(Фрагменты набора данных для разметки точками)
--------------------------------

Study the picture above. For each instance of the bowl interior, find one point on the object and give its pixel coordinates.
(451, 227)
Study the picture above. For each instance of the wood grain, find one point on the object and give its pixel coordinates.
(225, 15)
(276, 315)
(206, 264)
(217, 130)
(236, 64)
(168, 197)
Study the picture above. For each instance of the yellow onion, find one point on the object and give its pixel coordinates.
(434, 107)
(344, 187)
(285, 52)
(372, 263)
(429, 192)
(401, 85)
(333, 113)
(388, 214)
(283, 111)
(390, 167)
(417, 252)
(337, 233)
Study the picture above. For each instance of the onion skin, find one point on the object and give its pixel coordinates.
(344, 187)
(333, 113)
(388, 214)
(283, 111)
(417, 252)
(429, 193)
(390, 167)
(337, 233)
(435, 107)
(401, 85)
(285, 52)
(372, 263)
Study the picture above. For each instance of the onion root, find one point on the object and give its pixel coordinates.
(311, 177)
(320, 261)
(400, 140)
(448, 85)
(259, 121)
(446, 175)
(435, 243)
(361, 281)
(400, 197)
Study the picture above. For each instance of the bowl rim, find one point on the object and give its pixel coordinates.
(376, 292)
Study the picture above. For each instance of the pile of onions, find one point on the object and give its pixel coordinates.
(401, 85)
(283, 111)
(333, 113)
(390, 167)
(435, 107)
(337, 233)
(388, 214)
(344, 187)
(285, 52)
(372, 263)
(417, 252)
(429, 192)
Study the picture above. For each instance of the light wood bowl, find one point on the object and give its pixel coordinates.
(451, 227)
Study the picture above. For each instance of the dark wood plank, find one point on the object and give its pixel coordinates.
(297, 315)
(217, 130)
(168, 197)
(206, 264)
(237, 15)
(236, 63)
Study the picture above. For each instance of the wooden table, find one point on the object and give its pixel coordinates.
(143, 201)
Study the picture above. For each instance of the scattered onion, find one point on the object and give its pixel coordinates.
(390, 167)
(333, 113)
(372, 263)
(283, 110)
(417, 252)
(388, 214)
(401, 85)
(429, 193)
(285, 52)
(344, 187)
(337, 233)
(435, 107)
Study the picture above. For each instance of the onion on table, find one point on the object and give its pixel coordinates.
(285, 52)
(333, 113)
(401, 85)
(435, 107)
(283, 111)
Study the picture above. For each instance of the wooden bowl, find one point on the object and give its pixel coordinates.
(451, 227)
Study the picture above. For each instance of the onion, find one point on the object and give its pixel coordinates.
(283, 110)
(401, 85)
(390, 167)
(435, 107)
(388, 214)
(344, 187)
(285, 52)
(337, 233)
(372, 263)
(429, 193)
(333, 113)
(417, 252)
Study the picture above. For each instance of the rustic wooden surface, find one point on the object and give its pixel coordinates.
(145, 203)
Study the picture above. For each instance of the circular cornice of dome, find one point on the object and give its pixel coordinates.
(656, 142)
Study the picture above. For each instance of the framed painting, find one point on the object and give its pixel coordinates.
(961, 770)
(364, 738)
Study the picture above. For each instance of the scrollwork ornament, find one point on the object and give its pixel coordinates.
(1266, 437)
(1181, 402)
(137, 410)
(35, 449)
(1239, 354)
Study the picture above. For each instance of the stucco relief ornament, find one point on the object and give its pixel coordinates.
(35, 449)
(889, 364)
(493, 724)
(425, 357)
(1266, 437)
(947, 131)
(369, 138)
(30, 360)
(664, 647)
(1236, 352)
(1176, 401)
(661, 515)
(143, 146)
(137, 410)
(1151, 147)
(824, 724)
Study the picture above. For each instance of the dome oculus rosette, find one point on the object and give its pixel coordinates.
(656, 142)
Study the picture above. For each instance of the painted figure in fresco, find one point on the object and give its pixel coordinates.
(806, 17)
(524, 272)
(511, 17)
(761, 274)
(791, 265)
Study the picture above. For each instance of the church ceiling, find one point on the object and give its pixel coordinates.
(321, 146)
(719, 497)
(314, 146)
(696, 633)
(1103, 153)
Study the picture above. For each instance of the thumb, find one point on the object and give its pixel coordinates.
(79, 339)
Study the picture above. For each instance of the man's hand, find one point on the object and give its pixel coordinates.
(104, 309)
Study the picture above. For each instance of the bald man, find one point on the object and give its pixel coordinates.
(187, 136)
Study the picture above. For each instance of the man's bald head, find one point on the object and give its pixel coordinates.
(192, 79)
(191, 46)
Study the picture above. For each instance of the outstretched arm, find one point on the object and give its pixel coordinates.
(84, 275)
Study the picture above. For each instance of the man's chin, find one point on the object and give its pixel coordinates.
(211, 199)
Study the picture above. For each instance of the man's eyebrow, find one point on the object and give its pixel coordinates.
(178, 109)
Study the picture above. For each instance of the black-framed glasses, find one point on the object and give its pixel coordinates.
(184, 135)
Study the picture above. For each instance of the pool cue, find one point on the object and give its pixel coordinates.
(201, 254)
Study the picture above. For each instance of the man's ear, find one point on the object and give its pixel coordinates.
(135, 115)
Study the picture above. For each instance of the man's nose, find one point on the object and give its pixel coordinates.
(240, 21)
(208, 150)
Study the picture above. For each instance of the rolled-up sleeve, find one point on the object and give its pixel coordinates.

--------------------------------

* _Что сделать_
Перенесите целиком фрагмент записей, который начинается строкой, содержащей "man's ear, find", и тянется до конца записей, обе границы включительно. Каждое число в координатах увеличьте на 77.

* _Ответ к упражнению_
Study the picture above. For each instance of the man's ear, find one point on the object and give its pixel coordinates.
(212, 192)
Study the picture above. For each instance of the man's nose, find one point on the object and give its pixel coordinates.
(317, 98)
(285, 227)
Study the picture above. For each instance of the rolled-up sleeve, find one point on the object and give its pixel coordinates.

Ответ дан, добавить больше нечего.